Task:
Each line of the data that includes "bench" must be copied.

Supplied material:
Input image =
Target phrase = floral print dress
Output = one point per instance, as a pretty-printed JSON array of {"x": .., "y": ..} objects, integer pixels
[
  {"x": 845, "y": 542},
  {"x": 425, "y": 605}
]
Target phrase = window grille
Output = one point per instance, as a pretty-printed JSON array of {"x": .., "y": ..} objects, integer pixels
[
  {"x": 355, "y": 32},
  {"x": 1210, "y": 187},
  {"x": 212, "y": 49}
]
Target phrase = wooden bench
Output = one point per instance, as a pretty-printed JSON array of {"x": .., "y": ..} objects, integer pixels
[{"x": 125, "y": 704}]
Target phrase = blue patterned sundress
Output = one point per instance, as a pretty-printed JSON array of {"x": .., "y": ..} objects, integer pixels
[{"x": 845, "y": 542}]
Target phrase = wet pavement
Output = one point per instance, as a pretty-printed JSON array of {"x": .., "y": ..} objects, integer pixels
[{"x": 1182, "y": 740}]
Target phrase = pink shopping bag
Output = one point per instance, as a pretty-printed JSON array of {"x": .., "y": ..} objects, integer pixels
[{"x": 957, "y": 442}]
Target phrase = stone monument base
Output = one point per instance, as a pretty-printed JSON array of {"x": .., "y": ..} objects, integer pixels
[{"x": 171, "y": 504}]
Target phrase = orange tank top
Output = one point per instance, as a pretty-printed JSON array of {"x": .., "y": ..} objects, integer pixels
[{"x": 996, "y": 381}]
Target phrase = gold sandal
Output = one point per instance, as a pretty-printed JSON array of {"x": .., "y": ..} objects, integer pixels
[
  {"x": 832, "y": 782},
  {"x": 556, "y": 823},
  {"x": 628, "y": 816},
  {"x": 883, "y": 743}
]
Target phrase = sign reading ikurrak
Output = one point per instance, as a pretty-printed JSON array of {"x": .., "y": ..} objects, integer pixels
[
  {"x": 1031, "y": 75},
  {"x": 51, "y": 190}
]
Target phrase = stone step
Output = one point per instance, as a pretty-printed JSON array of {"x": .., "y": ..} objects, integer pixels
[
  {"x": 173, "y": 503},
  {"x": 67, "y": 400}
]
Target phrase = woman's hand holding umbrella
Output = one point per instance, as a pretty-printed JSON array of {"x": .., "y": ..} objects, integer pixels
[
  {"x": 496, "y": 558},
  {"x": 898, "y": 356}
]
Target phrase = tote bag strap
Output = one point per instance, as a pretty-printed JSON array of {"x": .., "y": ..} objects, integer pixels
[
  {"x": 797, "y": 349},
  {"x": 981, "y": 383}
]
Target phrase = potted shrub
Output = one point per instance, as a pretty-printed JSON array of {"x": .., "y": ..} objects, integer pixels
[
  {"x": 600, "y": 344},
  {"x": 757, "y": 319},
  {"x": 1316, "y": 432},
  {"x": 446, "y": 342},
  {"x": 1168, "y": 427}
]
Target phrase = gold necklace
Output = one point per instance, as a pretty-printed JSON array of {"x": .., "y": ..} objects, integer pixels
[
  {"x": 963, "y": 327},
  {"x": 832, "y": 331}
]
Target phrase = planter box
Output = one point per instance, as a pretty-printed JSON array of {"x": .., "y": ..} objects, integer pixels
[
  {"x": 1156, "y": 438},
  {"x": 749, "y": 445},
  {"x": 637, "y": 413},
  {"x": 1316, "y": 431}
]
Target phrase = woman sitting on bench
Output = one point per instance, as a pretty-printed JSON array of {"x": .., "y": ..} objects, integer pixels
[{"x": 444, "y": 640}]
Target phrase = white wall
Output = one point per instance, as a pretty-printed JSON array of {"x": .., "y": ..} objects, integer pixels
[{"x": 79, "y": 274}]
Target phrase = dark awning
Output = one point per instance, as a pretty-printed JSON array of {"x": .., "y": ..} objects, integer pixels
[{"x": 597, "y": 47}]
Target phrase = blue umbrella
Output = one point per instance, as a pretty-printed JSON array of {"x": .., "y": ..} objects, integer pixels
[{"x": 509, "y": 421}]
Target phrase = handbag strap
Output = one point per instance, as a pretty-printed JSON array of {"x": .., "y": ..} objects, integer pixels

Response area:
Target phrase = wooden bench
Target phrase = woman sitting on bench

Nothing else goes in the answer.